EXERCISE MATERIALS:

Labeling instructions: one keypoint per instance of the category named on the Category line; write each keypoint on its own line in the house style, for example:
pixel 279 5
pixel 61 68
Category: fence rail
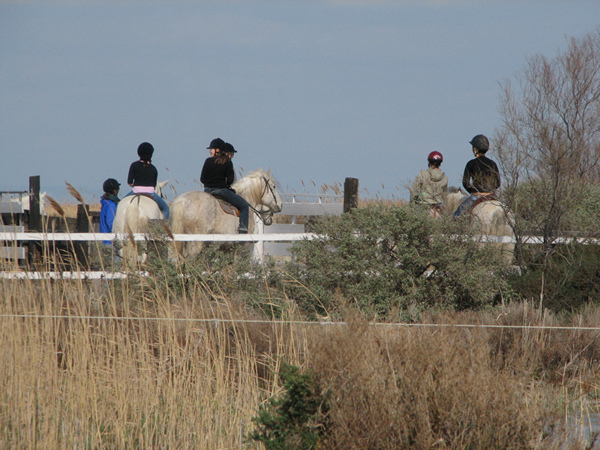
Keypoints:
pixel 268 237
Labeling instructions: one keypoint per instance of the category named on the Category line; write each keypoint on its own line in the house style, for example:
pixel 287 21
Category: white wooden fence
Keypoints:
pixel 13 205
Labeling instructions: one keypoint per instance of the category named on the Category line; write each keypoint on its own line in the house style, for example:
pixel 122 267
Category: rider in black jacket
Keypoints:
pixel 481 176
pixel 217 177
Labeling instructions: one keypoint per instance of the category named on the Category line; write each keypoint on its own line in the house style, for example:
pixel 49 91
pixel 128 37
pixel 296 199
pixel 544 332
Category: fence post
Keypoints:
pixel 350 194
pixel 35 216
pixel 82 226
pixel 34 222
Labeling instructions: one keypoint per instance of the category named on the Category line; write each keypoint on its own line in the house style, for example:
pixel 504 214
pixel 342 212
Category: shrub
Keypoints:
pixel 385 258
pixel 297 417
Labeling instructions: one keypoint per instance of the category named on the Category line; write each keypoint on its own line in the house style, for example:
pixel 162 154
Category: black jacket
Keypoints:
pixel 481 175
pixel 217 176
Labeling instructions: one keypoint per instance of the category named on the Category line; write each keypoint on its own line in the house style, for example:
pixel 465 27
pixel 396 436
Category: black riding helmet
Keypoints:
pixel 145 151
pixel 228 148
pixel 481 143
pixel 216 143
pixel 110 185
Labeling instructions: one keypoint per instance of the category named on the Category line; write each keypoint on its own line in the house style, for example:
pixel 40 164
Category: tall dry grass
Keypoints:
pixel 130 364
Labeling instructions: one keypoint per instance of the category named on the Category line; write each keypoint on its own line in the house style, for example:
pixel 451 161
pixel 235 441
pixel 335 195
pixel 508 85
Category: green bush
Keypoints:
pixel 296 419
pixel 384 259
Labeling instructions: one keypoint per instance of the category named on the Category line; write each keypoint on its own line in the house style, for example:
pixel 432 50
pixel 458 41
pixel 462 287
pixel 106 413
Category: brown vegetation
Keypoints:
pixel 127 364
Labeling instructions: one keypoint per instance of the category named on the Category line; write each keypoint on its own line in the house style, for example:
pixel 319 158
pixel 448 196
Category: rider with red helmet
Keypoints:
pixel 431 185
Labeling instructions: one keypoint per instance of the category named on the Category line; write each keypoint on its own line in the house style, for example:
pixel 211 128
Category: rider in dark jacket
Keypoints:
pixel 217 177
pixel 143 177
pixel 481 176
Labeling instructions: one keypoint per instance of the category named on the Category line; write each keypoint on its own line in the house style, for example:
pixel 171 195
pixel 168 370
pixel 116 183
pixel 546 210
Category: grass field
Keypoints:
pixel 128 364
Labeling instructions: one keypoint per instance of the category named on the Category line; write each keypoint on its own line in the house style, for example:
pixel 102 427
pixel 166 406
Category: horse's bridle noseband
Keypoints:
pixel 272 191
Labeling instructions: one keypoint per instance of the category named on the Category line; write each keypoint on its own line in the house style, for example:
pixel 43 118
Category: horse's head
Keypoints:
pixel 270 198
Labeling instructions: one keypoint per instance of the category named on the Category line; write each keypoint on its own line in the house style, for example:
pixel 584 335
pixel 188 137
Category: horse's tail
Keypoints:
pixel 176 217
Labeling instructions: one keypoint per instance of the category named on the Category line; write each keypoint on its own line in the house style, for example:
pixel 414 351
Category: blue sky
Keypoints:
pixel 314 90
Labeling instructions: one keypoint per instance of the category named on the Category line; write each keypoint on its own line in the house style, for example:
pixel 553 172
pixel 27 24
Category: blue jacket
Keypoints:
pixel 107 214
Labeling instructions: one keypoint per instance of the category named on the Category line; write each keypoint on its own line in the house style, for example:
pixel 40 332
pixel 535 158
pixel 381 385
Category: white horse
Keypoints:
pixel 491 216
pixel 198 212
pixel 132 216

EXERCISE BRIEF:
Transcribe every record above exactly, leaving out the pictures.

WRITTEN ANSWER:
Labeling instructions: one keypoint per instance of the category named on the Category line; write each keypoint on its own line in the house style, for example:
pixel 279 5
pixel 61 68
Category: fence rail
Keypoints:
pixel 268 237
Labeling instructions: one keypoint per instance of the category named on the Category line; write each keypoint on its own line in the house style, for example:
pixel 287 21
Category: white wooden fence
Keypoints:
pixel 13 205
Labeling instructions: one keypoint per instance of the category named on the Category line; write each keypoint on its own line in the house style, for example:
pixel 122 267
Category: rider in black jacket
Keypoints:
pixel 481 176
pixel 217 177
Labeling instructions: one keypoint per instance of the category named on the Category line; write each keypoint on its own line in the house style, for example:
pixel 49 91
pixel 128 37
pixel 296 199
pixel 544 332
Category: fence post
Keypoints:
pixel 350 194
pixel 35 216
pixel 82 226
pixel 34 222
Labeling instructions: one keypoint per instance of the category named on the Category line; write each keypoint on its own line in the house style, for example:
pixel 504 214
pixel 342 212
Category: shrub
Keypoints:
pixel 385 258
pixel 297 417
Labeling instructions: one keypoint per instance of the category named on the Category line; write each keypoint on its own line in the house style, for example:
pixel 162 154
Category: black jacket
Keypoints:
pixel 481 175
pixel 217 176
Labeling instructions: one keypoint per instance of the category named on the Category line; write each keypoint on its own line in the house style, for example:
pixel 465 27
pixel 396 436
Category: black riding helmet
Keypoints:
pixel 145 151
pixel 228 148
pixel 481 143
pixel 216 143
pixel 110 185
Labeling instructions: one keypoint per instance of the category named on the Category line; write each keypoint on its own line in the house style, for example:
pixel 40 164
Category: tall dry grass
Keypoints:
pixel 130 364
Labeling instructions: one keypoint per instance of the category named on the Category line; write each keypoint on its own line in the house style, for example:
pixel 451 161
pixel 235 441
pixel 335 195
pixel 508 85
Category: green bush
Keypoints:
pixel 296 419
pixel 384 259
Labeling instructions: one keypoint per instance of the category named on the Category line; write each keypoint on its own line in the house style, for example:
pixel 432 50
pixel 458 41
pixel 462 287
pixel 106 413
Category: brown vegetation
Keypoints:
pixel 127 364
Labeling instructions: one keypoint per instance of the category named on the Category line; write each keypoint on its own line in the house style, for example:
pixel 319 158
pixel 448 196
Category: rider with red helmet
Keypoints:
pixel 431 185
Labeling instructions: one keypoint per instance of the category named on the Category line; write each keypoint on its own line in the house style, for example:
pixel 211 128
Category: rider in dark jacket
Keypoints:
pixel 217 177
pixel 143 177
pixel 481 176
Labeling instructions: one keypoint per instance of the category named on the Category line; write each keypoint on its own line in the house style, for example:
pixel 171 195
pixel 168 370
pixel 116 183
pixel 546 210
Category: grass field
Keypoints:
pixel 128 364
Labeling instructions: one keypoint per instance of the category named on the Category line; write each keypoint on its own line in the house style, for example:
pixel 102 427
pixel 166 406
Category: horse's bridle noseband
Keypoints:
pixel 272 191
Labeling instructions: one keypoint per instance of the category named on the Category line; write each keypoint on its own line in the house style, for example:
pixel 43 118
Category: horse's head
Keypoints:
pixel 270 198
Labeling instructions: one keypoint per instance of the category named on the Category line; write each keypoint on its own line in the house style, for example:
pixel 584 335
pixel 188 137
Category: horse's tail
Keypoints:
pixel 176 217
Labeling instructions: one keypoint per instance of the category named on the Category line; write each keypoint on its own line in the house style, for example:
pixel 414 351
Category: blue sky
Keypoints:
pixel 314 90
Labeling instructions: one keypoint per instance of the category named on the Category line; write each keypoint on its own line in the house style, for example:
pixel 553 172
pixel 27 24
Category: blue jacket
Keypoints:
pixel 107 214
Labeling instructions: one keypoint per instance of the category named on the Category line; write each keypoint on its own line in the house style, for example:
pixel 40 332
pixel 535 158
pixel 381 385
Category: white horse
Keypoints:
pixel 491 216
pixel 198 212
pixel 132 216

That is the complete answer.